* **Your assignment**:
What is the number of lines in the entries that contain the word "pairs"? Reply with that number only.

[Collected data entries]
^^^^
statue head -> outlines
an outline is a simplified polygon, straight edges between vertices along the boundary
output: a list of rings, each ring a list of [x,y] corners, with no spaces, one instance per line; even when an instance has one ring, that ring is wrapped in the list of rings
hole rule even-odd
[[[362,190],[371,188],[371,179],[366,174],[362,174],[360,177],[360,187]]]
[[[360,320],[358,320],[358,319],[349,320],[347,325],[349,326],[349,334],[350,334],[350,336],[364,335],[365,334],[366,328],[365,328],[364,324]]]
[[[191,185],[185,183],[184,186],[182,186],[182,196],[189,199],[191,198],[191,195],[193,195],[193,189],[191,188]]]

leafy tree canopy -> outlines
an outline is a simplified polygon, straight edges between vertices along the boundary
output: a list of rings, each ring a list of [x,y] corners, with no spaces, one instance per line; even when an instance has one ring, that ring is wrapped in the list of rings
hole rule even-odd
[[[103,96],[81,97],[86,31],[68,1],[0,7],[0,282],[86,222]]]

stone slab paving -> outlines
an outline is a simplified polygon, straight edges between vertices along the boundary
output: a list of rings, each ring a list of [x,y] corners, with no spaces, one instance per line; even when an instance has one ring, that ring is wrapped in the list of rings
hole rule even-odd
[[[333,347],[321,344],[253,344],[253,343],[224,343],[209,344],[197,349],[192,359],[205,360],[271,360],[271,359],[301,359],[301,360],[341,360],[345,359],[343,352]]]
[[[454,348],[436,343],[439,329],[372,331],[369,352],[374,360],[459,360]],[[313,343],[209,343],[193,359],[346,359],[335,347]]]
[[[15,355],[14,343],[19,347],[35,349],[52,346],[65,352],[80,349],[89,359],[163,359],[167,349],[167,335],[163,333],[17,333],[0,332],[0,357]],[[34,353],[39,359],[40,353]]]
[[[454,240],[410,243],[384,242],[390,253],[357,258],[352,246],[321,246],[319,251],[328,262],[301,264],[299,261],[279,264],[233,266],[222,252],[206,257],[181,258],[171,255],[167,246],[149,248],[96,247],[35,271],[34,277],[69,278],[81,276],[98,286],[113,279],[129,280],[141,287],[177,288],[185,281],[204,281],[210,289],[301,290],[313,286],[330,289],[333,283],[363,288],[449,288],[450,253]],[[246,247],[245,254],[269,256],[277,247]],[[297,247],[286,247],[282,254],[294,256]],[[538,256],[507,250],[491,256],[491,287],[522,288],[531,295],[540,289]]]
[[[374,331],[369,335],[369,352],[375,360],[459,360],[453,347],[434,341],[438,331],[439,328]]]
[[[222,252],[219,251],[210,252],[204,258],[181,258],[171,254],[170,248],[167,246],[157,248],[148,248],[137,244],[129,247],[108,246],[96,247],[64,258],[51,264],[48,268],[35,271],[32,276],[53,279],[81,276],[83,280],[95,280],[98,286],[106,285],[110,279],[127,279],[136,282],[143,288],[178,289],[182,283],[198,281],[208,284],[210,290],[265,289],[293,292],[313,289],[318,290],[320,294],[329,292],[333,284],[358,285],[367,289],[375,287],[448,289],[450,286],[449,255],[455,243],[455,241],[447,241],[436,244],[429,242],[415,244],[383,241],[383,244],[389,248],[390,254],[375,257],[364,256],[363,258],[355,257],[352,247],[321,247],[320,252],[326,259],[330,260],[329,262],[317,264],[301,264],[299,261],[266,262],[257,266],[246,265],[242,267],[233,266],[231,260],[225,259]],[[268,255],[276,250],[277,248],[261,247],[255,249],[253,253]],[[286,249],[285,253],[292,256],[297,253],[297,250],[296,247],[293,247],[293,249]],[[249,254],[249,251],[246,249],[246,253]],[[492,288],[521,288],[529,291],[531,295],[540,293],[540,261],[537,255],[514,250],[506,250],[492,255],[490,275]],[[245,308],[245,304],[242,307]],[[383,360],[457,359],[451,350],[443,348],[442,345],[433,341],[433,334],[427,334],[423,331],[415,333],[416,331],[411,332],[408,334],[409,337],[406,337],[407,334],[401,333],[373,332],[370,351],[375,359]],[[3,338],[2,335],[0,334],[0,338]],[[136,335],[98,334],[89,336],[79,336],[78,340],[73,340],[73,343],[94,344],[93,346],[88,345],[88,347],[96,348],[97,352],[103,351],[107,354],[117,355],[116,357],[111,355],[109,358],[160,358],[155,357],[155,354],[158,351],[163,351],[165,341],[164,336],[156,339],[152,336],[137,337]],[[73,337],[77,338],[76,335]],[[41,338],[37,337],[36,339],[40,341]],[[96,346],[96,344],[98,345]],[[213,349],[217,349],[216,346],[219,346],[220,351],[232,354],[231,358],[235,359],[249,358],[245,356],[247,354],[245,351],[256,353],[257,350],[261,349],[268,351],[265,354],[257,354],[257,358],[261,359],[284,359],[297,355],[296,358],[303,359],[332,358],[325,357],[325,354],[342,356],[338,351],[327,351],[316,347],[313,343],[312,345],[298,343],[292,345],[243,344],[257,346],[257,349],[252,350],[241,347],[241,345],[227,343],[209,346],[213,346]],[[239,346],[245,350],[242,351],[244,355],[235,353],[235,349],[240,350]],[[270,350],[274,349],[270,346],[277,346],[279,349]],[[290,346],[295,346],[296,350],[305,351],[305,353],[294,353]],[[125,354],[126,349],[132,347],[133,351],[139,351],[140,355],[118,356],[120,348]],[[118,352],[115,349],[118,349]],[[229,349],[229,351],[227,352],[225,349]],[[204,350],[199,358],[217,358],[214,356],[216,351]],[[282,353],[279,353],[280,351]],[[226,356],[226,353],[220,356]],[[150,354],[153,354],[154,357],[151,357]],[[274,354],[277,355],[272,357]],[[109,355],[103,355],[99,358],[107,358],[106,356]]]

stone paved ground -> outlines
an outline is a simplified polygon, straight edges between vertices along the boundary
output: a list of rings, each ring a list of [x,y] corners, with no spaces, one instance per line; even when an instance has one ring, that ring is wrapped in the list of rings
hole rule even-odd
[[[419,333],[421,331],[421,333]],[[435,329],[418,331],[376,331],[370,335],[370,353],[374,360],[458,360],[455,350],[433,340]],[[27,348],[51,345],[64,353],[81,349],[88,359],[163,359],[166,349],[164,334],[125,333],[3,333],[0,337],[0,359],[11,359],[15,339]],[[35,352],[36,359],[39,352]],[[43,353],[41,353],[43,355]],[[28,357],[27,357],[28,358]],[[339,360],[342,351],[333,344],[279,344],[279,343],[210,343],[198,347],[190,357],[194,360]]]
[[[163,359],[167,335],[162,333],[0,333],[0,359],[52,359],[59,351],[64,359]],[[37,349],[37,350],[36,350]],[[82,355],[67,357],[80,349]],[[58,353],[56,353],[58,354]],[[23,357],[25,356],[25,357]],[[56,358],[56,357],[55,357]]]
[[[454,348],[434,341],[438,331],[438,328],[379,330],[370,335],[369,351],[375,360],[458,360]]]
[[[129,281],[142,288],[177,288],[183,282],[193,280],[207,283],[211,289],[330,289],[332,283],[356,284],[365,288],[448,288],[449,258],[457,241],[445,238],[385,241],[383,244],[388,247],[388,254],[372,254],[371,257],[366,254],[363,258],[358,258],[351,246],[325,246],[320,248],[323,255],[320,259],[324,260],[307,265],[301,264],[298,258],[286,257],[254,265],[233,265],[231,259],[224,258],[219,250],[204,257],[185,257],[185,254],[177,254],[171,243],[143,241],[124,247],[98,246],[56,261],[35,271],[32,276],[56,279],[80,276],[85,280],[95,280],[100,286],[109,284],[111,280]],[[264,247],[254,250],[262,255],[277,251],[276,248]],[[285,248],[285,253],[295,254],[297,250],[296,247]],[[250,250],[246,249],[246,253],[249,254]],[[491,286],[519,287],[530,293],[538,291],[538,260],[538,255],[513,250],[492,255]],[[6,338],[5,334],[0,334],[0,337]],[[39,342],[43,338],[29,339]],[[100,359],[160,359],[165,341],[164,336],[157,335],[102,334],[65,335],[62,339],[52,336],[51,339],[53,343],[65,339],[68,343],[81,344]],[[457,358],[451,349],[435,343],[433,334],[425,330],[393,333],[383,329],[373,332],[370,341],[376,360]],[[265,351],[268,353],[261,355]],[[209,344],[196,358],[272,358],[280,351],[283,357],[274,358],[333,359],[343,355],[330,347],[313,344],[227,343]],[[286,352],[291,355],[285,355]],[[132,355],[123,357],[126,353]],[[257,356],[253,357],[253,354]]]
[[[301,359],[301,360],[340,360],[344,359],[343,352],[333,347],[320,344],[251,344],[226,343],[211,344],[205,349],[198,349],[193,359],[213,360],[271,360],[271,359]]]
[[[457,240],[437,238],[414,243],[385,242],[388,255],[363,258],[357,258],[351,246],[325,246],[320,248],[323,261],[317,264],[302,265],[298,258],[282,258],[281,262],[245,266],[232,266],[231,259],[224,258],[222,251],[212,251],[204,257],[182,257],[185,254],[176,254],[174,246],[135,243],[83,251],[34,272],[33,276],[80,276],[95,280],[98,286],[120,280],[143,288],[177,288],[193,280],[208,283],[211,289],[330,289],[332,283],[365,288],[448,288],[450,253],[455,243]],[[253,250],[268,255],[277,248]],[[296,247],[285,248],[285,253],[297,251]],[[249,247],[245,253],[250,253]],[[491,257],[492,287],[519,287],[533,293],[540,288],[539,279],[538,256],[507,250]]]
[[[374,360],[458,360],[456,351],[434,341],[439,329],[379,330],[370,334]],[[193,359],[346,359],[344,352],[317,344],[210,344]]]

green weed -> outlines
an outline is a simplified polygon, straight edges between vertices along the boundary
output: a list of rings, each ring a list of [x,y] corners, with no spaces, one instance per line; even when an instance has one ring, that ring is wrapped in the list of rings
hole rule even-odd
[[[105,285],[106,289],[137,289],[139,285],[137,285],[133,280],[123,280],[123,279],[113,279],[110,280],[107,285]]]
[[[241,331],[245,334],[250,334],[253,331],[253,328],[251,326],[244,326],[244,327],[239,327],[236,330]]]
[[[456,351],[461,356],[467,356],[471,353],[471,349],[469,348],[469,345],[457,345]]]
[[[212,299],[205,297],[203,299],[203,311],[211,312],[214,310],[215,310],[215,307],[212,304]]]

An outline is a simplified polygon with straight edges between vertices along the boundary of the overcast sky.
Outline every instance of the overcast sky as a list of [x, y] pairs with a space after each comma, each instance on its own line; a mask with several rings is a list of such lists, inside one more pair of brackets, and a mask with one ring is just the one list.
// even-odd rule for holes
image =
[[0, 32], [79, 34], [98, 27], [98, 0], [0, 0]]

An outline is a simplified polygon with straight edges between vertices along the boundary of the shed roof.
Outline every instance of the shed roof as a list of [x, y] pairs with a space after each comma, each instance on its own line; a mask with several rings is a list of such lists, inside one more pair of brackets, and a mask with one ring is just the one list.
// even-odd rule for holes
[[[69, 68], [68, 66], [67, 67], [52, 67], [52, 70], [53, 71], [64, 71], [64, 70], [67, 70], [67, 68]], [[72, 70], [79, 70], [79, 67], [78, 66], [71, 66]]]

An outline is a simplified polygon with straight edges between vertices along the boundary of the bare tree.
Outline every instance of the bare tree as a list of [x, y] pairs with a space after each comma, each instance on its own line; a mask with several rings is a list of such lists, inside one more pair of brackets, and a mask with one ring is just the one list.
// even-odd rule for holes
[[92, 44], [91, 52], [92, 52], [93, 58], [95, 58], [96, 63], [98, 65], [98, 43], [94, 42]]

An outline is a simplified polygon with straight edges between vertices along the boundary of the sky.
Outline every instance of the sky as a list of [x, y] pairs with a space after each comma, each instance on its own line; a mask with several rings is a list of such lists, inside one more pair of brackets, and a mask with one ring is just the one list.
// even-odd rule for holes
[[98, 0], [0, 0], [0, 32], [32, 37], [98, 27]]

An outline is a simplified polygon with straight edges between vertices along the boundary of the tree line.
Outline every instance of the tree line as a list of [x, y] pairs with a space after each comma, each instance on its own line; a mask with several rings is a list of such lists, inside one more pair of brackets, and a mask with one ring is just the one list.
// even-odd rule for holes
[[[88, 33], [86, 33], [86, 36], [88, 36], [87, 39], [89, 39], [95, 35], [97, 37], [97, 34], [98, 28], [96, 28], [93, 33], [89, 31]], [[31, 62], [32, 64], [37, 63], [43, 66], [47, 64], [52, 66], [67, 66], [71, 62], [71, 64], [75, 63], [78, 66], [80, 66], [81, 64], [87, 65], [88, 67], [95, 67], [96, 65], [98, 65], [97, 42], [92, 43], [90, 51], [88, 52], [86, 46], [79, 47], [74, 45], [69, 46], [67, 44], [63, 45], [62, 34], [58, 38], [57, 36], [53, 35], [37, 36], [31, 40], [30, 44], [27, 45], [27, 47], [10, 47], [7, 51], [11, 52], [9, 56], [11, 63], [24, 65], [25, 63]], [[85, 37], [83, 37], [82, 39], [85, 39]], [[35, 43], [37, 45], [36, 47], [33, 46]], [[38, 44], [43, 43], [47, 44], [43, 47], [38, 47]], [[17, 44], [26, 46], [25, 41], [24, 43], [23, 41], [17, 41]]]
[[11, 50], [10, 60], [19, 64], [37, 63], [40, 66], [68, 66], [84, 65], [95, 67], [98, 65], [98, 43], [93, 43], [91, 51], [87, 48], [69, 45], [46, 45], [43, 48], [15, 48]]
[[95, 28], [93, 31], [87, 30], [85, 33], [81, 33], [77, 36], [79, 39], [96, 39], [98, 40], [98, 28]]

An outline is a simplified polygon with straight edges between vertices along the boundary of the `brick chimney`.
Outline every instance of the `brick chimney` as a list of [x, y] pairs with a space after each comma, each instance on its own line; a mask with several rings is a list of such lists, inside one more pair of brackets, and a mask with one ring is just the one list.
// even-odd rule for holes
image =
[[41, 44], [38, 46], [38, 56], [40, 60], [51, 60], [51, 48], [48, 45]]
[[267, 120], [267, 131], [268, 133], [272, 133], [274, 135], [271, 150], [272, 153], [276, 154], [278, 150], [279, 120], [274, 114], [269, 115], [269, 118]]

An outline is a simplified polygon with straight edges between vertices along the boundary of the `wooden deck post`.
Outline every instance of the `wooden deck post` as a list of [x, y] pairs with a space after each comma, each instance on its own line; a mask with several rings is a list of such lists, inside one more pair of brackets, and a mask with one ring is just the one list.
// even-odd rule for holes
^^^^
* **Exercise answer**:
7